Text block
For the three months ended Sept. 29, Sun lost $111 million, or 4 cents per share, compared with a loss of $180 million, or 6 cents per share, in the same period last year.

Excluding special items, the company lost $78 million, or 2 cents a share, compared with $158 million, or 5 cents per share at the same time last year.

Analysts were expecting a loss of 4 cents per share on sales of $2.87 billion, according to a survey by Thomson First Call.

First-quarter sales were $2.75 billion, down 4 percent from the $2.86 billion posted in the same period last year.

"The uptick we expected in the last couple weeks in September didn't really materialize," McGowan said.

Sun's growth in the late 1990s was driven by the need for reliable hardware and software as companies ranging from banks to dot-coms needed systems to make their online plans come true.

The company offered proprietary systems that included Sun's Sparc microprocessors and Sun's Unix-based Solaris operating system.

But business quickly dried up as the dot-coms collapsed and larger companies cut back technology spending.

Some analysts believe Sun may be in trouble beyond the economy, as its competitors offer Unix systems built not on custom hardware like Sparc but standard, increasingly powerful chips from Intel Corp.

It's similar to how Apple Computer Inc.'s Macintosh computers run on non-Intel chips and a different operating system from the rest of the PC world.

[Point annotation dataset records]
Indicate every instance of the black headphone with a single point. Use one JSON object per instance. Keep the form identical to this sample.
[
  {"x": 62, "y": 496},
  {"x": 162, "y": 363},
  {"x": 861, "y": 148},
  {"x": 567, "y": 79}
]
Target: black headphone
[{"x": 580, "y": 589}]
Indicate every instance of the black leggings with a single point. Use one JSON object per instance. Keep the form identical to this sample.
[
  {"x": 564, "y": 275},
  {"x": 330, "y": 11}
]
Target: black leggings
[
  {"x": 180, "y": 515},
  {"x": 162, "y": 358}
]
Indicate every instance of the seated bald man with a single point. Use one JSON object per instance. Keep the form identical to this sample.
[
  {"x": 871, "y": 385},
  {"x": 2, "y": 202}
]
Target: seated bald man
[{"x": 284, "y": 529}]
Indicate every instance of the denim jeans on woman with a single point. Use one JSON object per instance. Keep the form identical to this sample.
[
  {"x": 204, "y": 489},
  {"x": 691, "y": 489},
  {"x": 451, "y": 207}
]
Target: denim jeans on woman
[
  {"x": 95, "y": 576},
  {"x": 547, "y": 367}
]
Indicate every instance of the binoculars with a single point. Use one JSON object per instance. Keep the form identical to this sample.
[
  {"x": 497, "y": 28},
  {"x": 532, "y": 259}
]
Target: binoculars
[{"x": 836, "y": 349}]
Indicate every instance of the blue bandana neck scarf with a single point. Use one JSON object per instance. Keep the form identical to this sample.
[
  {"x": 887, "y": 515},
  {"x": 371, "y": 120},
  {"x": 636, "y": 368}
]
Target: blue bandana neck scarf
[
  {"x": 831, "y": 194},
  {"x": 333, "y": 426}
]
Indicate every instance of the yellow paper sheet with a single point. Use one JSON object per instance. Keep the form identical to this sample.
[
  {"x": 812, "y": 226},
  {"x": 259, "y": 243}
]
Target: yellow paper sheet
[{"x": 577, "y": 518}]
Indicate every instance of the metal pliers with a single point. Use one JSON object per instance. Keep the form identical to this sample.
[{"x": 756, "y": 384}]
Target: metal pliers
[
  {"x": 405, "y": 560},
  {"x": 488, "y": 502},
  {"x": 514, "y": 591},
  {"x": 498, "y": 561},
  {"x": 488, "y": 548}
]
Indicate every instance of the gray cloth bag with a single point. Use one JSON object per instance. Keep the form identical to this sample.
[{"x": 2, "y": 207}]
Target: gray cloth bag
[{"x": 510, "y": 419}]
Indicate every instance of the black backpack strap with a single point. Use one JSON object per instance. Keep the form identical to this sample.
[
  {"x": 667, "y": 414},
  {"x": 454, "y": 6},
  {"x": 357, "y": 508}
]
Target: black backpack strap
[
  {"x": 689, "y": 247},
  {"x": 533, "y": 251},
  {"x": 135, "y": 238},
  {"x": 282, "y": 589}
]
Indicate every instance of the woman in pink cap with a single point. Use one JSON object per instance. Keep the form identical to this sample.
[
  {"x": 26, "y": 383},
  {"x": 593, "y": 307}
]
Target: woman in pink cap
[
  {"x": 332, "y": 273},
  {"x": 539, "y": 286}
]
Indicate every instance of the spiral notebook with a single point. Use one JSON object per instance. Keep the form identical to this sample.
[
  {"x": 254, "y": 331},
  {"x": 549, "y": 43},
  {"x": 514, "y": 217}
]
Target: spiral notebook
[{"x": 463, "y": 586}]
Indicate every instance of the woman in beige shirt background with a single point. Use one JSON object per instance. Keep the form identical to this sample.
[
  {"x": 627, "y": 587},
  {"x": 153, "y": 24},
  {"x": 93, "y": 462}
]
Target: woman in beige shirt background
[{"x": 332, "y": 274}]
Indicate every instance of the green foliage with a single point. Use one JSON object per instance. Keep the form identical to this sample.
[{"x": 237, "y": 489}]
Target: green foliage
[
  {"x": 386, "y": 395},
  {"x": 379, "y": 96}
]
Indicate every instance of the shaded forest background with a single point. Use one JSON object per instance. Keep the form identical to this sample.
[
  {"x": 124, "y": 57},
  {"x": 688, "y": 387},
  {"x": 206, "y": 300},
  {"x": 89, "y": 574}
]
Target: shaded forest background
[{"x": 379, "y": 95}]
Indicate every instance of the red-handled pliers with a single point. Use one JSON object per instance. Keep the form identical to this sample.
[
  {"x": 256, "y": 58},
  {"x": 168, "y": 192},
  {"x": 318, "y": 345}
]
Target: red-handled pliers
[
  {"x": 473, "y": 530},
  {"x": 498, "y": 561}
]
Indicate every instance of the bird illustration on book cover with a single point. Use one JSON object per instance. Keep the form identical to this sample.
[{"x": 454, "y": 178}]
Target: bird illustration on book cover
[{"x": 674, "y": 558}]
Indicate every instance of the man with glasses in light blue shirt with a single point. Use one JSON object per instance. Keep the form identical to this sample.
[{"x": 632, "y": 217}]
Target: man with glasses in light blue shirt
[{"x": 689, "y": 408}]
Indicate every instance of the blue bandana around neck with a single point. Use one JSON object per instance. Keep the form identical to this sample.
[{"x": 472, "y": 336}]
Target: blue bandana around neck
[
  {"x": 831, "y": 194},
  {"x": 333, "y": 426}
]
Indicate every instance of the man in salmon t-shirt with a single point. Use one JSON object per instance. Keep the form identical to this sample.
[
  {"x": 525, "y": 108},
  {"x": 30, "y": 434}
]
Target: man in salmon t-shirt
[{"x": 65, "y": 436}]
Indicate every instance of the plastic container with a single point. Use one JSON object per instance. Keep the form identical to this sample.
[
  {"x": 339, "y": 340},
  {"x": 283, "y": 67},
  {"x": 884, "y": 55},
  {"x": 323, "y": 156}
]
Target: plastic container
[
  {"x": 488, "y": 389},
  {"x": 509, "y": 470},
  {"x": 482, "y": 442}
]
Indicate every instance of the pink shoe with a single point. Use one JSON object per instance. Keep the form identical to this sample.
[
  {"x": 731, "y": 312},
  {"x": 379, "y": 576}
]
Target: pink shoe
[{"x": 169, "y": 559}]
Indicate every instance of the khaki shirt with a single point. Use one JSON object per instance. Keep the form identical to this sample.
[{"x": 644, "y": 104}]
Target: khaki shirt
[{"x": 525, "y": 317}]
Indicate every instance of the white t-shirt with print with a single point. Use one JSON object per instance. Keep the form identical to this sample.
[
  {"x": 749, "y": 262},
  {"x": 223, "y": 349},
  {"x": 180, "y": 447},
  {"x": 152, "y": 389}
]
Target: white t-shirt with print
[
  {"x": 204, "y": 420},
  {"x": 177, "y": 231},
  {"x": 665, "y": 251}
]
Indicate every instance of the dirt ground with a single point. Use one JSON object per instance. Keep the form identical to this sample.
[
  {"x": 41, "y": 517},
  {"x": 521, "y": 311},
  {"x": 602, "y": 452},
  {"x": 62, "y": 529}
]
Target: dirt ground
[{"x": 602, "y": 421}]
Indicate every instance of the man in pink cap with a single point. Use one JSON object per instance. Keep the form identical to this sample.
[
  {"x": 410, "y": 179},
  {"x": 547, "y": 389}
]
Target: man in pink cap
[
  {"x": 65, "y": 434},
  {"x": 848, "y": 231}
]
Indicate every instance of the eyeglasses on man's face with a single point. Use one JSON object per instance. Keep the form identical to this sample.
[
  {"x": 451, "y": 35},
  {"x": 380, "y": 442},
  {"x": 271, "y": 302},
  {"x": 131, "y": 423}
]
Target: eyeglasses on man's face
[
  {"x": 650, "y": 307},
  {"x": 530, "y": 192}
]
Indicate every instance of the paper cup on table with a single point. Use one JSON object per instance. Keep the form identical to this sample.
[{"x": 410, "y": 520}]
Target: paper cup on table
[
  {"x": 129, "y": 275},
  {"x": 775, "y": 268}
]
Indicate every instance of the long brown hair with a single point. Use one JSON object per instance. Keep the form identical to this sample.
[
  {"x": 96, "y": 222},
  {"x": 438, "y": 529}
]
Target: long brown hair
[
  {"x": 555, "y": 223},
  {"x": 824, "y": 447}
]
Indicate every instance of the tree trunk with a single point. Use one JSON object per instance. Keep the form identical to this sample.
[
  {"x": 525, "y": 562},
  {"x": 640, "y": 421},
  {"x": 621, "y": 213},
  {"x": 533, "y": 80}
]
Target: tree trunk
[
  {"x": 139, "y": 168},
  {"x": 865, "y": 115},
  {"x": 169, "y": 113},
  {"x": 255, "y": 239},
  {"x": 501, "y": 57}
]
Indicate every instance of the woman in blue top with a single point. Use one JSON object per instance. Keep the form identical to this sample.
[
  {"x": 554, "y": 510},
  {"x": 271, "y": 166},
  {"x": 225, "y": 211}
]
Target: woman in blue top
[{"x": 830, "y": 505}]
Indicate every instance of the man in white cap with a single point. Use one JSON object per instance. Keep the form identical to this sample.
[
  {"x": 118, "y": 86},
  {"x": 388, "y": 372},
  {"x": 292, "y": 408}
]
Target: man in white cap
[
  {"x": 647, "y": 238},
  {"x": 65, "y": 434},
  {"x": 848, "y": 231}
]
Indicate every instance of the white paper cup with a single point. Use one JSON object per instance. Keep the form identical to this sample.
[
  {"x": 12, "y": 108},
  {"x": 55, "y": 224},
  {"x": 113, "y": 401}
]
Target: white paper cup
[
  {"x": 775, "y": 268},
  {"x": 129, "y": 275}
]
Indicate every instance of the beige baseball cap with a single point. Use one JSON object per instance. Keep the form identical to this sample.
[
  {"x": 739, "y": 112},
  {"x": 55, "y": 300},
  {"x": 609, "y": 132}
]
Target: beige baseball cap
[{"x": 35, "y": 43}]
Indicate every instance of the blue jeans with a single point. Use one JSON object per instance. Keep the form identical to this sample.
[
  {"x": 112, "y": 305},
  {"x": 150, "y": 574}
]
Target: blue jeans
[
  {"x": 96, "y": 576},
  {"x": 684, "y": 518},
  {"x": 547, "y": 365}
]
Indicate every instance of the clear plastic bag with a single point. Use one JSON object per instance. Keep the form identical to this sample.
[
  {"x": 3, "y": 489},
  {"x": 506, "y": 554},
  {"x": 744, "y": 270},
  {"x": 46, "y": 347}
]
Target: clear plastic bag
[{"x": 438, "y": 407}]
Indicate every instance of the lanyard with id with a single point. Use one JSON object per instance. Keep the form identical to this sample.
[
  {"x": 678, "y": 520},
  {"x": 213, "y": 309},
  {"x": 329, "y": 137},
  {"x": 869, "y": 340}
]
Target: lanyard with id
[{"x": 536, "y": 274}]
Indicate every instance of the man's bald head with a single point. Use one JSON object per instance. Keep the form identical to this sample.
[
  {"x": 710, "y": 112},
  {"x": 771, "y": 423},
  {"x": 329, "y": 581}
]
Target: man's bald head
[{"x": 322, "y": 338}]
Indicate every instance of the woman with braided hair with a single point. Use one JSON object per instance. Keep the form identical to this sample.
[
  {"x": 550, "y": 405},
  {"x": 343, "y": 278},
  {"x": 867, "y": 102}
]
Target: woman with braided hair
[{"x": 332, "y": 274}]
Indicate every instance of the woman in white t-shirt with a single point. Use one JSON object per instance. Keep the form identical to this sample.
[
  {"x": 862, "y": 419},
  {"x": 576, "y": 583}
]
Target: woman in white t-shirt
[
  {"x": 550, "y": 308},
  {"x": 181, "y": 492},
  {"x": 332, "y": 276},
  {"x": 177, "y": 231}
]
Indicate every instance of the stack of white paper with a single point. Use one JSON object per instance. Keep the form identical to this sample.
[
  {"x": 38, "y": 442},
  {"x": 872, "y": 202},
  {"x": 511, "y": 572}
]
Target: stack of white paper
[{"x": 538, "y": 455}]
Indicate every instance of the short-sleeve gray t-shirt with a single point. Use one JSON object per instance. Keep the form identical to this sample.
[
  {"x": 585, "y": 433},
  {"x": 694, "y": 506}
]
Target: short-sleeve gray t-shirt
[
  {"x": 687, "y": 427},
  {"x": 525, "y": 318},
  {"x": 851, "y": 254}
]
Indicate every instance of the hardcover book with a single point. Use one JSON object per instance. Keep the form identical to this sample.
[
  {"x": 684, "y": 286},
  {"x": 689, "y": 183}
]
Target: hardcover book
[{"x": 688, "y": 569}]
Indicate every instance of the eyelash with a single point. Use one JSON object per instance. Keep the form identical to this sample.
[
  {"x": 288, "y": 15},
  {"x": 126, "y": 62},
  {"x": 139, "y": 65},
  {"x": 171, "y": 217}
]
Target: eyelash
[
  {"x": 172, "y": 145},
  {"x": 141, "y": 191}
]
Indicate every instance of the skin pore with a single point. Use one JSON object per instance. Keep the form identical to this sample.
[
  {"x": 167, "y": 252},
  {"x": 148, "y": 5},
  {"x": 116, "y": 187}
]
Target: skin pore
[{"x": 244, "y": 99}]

Jobs
(a) Answer these questions about the Sun earnings report, one per line:
(i) What were Sun's first-quarter sales?
(ii) What was the name of Sun's operating system?
(iii) Whose chips do Sun's competitors build their Unix systems on?
(b) Rewrite the Sun earnings report starting at "Sun's growth in" and ending at "the PC world.", swapping "dot-coms" for "startups".
(c) Write the next part of the Sun earnings report, picking up after its final sentence.
The records are separate material, unrelated to the text about Sun's earnings.

The replies
(a)
(i) $2.75 billion
(ii) Solaris
(iii) Intel Corp.

(b)
Sun's growth in the late 1990s was driven by the need for reliable hardware and software as companies ranging from banks to startups needed systems to make their online plans come true.

The company offered proprietary systems that included Sun's Sparc microprocessors and Sun's Unix-based Solaris operating system.

But business quickly dried up as the startups collapsed and larger companies cut back technology spending.

Some analysts believe Sun may be in trouble beyond the economy, as its competitors offer Unix systems built not on custom hardware like Sparc but standard, increasingly powerful chips from Intel Corp.

It's similar to how Apple Computer Inc.'s Macintosh computers run on non-Intel chips and a different operating system from the rest of the PC world.

(c)
"Sun risks becoming the Apple of corporate computing, cool but less relevant," Merrill Lynch analyst Steve Milunovich said in a research report this week.

Sun executives say the company continues to gain market share among Unix servers. Overall, however, Unix is losing share to Microsoft Corp.'s Windows and the open-source Linux operating system, Milunovich said.

In recent months, Sun has started offering lower-end systems based on Linux. Milunovich said the endorsement has been tepid because Sun also is selling Solaris.

Still, Sun has more than $10 billion in annual sales and nearly $6 billion in cash.

"We believe the real question is not viability but relevance," Milunovich said.

Sun released its results after the markets closed. Shares of Sun rose 19 cents, to close at $2.99, in Thursday trading on the Nasdaq Stock Market. In the extended session, they gained another 8 cents.